§ **TASK INSTRUCTIONS**
**1.** From the Noise Pop festival write-up, set down word for word the stretch from "Most Likely to" through "Bubble and Scrape.".
**2.** In the Noise Pop festival write-up, what name did Lou Barlow give to the tour Sebadoh was playing?
**3.** Carry the Noise Pop festival write-up on from its last sentence.

Start of TEXT PASSAGE

Not unlike a teenage Hispanic girl, San Francisco’s indie rock music festival Noise Pop celebrated its 15th Birthday in true Quinceanera form. Featuring a choreographed dance routine to kick off the opening night festivities (thanks Extra Action Marching Band!), family reunions (see recently re-banded ’90s rockers Sebadoh), and, of course, cake (thanks Cake!), this year’s lineup was every bit the cultural celebration. And what young adult birthday party would be complete without a pony or two as a present (SF’s Pony Come Lately and the Ponys graced this year’s lineup)? With its own traditions in tact — promoting onetime opening acts to headlining status (Jolie Holland, Lyrics Born, Trainwreck Riders) and spotlighting emerging talent (Ghostland Observatory, Matt & Kim, and Willy Mason, to name a few) — Noise Pop XV delivered. Here, a few highlights from the week.
Least Likely to be the New Face of Dr. Martens: David Cross
CMJ “it” band alumni Tapes ‘N Tapes played the “honored to be here” card at Noise Pop’s opening night party. After kicking off their set with “Just Dreams” and “The Illiad,” starry-eyed frontman Josh Grier later introduced crowd favorite “Icebergs” with a humble confession: “To be honest, one year ago we couldn’t imagine being in a festival like Noise Pop — never mind headlining a show with Har Mar and David Cross.” (We’re guessing no one ever really imagines headlining a show with Har Mar Superstar and David Cross). And though Grier may have been mystified about how it was he got there, emcee David Cross took pains to remind the crowd of the reason they were at the opening night show, named for sponsor Dr. Martens’ FREEDM campaign. “We’re here tonight to sell shoes. A lot of people attribute Freedom to Harriet Tubman — she didn’t know what it was about. Doc Martin knows what it’s about.” Cross later issued one last reminder: “Make fun of art — don’t make fun of marketing.”
Most Likely to Have Unresolved Issues: Sebadoh
Music geeks got the (anticlimactic) moment they’d been waiting for at the Sebadoh show last Wednesday. Playing the third show in what singer/songwriter Lou Barlow dubbed “their Preunion Tour,” the band delighted loyal fans (including three guys in the front who sustained jumping up and down activity throughout the set) by playing old faves like “Violet Execution” off Sebadoh III. Each band member took his turn on vocals, drums, and bass, with Eric Gaffney explaining the round robin via the obligatory sex-in-San Francisco joke: “It’s an awful lot of switching around, but you’re used to that here.” And while the sharing would suggest the guys are getting along, one couldn’t help but feel it was perhaps too soon to make light of the inherent irony when the guys rolled out “Forced Love” off Bubble and Scrape.

End of TEXT PASSAGE
Start of DATASET EXCERPTS

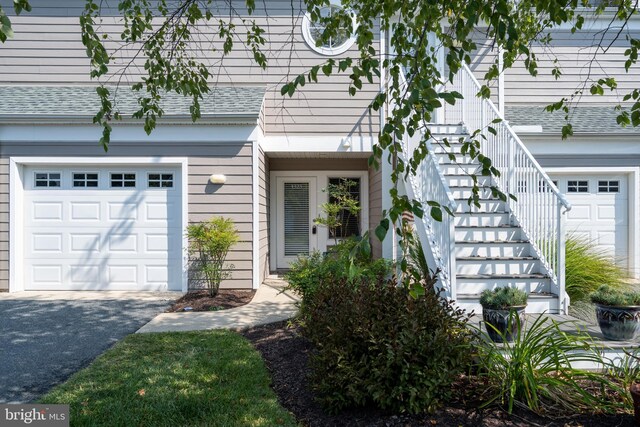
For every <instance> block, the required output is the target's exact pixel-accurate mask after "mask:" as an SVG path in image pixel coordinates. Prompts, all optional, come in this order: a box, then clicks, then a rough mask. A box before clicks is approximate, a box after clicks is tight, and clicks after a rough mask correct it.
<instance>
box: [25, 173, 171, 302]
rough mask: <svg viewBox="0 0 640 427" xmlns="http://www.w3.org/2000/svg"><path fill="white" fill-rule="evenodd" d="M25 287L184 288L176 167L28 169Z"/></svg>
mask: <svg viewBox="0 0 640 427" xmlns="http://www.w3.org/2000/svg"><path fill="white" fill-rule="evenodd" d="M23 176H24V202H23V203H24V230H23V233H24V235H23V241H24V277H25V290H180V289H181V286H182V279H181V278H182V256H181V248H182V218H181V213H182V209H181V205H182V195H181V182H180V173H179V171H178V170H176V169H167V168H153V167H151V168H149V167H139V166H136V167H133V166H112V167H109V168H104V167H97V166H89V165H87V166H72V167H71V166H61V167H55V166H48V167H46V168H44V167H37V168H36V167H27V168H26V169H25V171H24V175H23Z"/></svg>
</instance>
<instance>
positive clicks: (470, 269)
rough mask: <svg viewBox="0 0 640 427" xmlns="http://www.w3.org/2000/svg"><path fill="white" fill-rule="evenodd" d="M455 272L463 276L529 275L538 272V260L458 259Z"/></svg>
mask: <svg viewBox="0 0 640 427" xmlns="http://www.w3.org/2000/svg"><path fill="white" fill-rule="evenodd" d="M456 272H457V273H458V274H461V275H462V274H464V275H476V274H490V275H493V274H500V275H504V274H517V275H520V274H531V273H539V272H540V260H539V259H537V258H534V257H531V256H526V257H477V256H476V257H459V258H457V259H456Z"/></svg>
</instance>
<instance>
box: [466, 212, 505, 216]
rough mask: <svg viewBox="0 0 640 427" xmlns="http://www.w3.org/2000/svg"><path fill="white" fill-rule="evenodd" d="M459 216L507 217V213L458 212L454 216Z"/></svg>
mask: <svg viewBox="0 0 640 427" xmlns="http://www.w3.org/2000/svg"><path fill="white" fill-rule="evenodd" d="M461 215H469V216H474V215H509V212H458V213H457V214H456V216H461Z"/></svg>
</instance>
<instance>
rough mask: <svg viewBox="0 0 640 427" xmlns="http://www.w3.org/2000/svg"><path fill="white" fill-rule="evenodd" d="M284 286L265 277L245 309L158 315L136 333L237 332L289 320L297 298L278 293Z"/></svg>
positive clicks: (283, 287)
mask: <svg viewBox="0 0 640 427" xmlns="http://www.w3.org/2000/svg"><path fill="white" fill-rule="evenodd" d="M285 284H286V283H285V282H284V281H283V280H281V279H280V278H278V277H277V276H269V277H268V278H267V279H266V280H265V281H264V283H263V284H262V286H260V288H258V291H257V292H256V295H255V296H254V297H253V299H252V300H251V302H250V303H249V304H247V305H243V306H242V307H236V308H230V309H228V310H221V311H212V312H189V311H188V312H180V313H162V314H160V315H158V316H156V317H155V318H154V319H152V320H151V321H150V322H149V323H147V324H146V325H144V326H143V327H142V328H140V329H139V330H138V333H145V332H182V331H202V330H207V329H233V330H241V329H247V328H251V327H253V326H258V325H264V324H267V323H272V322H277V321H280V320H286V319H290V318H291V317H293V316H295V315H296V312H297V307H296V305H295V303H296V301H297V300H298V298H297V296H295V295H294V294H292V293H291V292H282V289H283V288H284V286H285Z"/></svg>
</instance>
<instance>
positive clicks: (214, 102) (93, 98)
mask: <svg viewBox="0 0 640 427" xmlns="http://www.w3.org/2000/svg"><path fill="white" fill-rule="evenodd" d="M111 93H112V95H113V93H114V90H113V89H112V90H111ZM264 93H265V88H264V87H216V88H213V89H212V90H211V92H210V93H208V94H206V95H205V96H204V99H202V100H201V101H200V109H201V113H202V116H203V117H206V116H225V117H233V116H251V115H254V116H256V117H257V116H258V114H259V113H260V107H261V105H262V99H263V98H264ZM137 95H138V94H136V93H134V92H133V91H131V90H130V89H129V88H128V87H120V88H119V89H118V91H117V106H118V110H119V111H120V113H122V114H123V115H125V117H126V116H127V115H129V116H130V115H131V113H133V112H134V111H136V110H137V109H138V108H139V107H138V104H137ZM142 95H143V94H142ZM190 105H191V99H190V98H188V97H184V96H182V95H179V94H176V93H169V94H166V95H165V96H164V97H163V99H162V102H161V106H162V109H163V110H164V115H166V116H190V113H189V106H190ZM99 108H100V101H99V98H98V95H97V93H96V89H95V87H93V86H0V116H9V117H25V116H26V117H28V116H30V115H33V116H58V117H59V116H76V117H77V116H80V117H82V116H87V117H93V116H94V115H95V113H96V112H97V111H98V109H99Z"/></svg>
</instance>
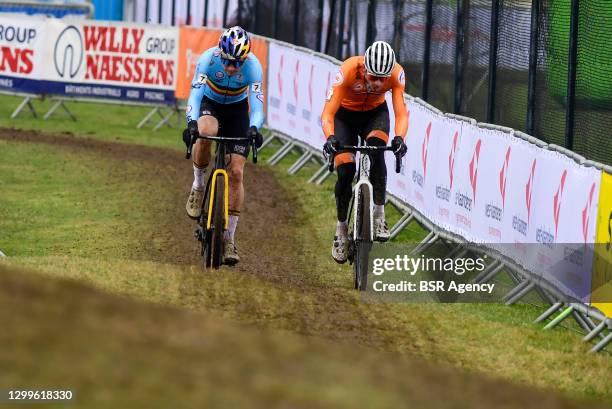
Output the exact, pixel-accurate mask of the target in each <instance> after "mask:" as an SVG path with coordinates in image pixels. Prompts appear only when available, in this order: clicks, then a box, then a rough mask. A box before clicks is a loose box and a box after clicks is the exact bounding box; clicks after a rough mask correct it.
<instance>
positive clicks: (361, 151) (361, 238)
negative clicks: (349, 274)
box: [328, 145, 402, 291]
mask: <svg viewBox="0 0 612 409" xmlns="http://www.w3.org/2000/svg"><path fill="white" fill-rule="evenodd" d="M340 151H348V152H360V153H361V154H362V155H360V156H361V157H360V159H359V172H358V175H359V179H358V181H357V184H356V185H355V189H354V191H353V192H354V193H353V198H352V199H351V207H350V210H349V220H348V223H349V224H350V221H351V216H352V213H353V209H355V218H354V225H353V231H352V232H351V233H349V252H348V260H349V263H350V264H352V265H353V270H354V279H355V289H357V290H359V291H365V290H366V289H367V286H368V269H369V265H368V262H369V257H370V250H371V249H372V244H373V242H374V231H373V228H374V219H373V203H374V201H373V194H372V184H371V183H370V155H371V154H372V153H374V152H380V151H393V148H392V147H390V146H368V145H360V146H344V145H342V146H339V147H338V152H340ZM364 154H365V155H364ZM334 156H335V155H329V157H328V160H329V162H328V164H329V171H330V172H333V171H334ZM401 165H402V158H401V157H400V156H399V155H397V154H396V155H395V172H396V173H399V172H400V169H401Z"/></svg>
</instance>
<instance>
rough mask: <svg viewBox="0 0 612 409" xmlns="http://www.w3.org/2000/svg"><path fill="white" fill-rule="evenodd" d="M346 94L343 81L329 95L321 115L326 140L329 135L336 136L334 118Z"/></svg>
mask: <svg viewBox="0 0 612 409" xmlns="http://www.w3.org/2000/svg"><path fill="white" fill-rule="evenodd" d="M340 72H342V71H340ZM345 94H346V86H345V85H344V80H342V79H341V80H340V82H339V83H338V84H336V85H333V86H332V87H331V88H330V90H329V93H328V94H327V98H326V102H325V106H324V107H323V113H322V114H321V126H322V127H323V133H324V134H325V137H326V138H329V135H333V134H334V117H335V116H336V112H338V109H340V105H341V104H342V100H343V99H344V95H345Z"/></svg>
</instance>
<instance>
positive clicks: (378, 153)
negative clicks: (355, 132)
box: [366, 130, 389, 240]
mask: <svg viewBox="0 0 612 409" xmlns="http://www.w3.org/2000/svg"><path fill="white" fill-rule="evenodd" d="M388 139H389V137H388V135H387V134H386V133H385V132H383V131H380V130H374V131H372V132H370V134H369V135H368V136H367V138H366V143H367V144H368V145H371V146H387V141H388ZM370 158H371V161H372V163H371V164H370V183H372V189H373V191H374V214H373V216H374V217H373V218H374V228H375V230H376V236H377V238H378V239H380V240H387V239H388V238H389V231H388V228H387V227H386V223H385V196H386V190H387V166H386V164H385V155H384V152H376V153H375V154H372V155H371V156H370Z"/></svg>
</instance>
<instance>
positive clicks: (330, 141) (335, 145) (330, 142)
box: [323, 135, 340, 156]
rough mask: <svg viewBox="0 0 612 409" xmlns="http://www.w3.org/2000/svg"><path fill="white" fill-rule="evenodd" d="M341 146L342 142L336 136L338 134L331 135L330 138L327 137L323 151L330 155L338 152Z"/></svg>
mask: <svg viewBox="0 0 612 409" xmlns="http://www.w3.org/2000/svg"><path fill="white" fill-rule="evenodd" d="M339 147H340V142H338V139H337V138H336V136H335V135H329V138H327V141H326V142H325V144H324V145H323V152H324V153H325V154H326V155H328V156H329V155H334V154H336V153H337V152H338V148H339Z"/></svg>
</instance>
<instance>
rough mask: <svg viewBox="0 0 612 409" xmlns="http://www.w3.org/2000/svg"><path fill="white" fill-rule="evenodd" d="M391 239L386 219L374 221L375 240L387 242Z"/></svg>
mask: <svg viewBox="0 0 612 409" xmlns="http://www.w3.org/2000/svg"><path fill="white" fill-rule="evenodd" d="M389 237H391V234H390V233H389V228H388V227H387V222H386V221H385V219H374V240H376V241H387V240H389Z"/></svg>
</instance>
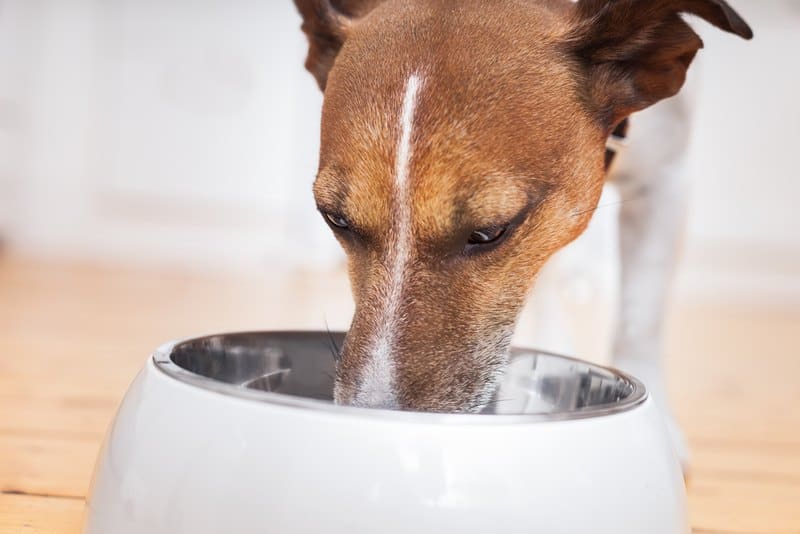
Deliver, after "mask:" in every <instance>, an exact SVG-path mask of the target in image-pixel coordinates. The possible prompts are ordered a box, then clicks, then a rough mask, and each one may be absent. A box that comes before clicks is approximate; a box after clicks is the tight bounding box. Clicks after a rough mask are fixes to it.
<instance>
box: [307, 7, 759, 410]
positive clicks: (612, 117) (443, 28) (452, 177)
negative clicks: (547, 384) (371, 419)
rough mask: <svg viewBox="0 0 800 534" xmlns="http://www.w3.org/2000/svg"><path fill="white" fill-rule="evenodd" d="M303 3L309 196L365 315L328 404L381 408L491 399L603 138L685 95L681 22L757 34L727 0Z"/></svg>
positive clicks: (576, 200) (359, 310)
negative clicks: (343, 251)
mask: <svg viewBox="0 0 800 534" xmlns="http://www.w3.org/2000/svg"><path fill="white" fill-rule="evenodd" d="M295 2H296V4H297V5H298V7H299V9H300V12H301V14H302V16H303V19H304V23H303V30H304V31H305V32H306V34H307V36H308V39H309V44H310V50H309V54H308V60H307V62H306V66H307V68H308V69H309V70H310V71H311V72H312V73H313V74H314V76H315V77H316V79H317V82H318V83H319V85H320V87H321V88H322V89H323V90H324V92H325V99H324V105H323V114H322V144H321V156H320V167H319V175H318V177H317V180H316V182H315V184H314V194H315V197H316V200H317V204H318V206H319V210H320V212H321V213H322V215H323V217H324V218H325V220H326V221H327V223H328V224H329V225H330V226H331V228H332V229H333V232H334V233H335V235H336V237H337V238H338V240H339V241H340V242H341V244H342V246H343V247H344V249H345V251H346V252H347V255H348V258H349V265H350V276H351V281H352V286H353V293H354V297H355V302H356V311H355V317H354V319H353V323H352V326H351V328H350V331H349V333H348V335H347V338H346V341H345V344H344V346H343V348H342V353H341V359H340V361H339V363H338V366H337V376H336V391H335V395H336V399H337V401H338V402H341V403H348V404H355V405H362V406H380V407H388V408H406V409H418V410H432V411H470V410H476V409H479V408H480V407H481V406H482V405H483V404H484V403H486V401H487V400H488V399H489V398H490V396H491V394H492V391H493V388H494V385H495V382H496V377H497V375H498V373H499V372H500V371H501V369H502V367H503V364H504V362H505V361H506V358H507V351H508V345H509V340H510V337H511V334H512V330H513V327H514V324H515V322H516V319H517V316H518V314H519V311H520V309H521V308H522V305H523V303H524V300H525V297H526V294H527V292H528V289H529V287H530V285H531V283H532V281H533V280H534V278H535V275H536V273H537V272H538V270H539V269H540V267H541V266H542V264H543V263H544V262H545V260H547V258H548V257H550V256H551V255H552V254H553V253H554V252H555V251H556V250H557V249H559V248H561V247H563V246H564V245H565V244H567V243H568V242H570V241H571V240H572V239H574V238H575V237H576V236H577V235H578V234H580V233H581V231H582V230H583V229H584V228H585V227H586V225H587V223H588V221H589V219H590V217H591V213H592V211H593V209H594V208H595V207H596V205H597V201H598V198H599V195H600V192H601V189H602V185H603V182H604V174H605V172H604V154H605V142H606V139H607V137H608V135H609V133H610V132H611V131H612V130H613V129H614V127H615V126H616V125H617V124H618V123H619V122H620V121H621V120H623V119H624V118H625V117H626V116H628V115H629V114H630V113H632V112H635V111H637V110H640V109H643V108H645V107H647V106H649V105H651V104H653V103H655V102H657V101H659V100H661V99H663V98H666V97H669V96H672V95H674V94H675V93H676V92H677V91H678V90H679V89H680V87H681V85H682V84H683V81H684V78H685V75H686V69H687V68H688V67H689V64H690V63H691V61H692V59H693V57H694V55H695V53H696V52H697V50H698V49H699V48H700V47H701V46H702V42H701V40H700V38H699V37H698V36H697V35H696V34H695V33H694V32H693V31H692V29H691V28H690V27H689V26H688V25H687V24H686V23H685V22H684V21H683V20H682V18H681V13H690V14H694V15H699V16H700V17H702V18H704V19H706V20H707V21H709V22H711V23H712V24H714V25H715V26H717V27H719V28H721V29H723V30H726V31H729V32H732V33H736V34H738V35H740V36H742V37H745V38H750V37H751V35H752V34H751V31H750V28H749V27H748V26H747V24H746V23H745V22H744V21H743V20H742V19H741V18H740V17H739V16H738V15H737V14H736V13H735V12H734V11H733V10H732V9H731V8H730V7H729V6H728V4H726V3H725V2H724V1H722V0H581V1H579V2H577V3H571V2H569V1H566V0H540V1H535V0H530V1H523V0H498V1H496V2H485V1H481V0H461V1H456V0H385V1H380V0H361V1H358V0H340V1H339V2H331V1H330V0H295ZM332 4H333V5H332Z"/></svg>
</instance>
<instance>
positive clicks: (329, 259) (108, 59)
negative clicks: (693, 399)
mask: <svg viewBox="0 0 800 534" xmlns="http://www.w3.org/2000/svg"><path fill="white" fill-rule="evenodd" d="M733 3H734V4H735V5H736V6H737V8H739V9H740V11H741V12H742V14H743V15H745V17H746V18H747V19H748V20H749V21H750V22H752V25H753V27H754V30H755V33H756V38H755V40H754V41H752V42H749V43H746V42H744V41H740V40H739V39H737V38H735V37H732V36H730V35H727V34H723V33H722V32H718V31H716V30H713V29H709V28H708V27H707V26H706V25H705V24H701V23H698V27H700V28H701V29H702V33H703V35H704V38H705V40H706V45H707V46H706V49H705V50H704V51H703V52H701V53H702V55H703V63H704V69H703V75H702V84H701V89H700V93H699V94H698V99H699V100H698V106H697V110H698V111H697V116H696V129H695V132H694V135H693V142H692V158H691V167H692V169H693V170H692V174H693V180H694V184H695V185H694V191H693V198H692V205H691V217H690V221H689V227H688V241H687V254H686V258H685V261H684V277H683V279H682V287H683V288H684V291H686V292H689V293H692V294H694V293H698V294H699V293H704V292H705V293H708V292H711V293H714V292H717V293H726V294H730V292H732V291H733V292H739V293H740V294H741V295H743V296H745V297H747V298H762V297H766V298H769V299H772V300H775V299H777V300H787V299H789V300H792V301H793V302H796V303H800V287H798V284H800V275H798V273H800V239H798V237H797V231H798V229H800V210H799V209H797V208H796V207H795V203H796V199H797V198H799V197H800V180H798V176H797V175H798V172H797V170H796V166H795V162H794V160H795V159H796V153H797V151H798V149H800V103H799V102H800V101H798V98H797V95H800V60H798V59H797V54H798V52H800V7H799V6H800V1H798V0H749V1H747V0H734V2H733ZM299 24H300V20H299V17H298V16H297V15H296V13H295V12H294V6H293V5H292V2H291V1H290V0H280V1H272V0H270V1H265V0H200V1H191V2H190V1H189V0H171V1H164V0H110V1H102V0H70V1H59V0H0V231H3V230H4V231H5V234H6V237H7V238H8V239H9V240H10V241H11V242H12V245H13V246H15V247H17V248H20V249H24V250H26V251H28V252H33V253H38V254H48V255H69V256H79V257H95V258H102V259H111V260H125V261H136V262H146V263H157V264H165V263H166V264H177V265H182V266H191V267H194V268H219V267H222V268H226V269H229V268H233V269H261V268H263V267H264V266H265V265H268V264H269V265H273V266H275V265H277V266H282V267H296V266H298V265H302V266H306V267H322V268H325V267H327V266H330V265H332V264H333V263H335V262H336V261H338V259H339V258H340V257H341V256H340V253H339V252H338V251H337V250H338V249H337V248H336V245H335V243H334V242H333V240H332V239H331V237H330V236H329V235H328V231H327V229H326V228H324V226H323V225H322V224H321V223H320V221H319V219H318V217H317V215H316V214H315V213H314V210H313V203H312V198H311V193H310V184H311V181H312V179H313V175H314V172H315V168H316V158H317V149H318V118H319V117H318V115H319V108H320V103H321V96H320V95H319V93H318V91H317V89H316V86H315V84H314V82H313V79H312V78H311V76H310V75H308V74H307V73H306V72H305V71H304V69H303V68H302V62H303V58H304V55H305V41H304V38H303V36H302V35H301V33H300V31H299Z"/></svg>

End of DATASET EXCERPTS

§ **RESPONSES TO THE TASKS**
**1.**
Most Likely to Have Unresolved Issues: Sebadoh
Music geeks got the (anticlimactic) moment they’d been waiting for at the Sebadoh show last Wednesday. Playing the third show in what singer/songwriter Lou Barlow dubbed “their Preunion Tour,” the band delighted loyal fans (including three guys in the front who sustained jumping up and down activity throughout the set) by playing old faves like “Violet Execution” off Sebadoh III. Each band member took his turn on vocals, drums, and bass, with Eric Gaffney explaining the round robin via the obligatory sex-in-San Francisco joke: “It’s an awful lot of switching around, but you’re used to that here.” And while the sharing would suggest the guys are getting along, one couldn’t help but feel it was perhaps too soon to make light of the inherent irony when the guys rolled out “Forced Love” off Bubble and Scrape.

**2.** He called it "their Preunion Tour."

**3.**
Favorite Unintelligent Decision Makers: French Kicks
“I’m just gonna close my eyes and imagine it’s a wedding,” Scissors for Lefty lead singer Bryan Garza declared to the audience at Slim’s Wednesday night, auditioning for the role as headliner by throwing a band t-shirt into the eager crowd. Having successfully coined a party mood with a set that included the single “Ghetto Ways,” Scissors for Lefty left the stage to make room for the night’s main event: French Kicks. The Kicks entertained with old (“Piano”) and new (“So Far We Are”), but it was their encore that proved the highlight. Giving credence to Jessica Simpson’s “pretending to be dumb to win our affection” tactic, French Kicks vocalist Nick Stumpf introduced the band’s cover encore of Fleetwood Mac’s “Dreams” with “We’re gonna do something really stupid.” Um, you know we love it.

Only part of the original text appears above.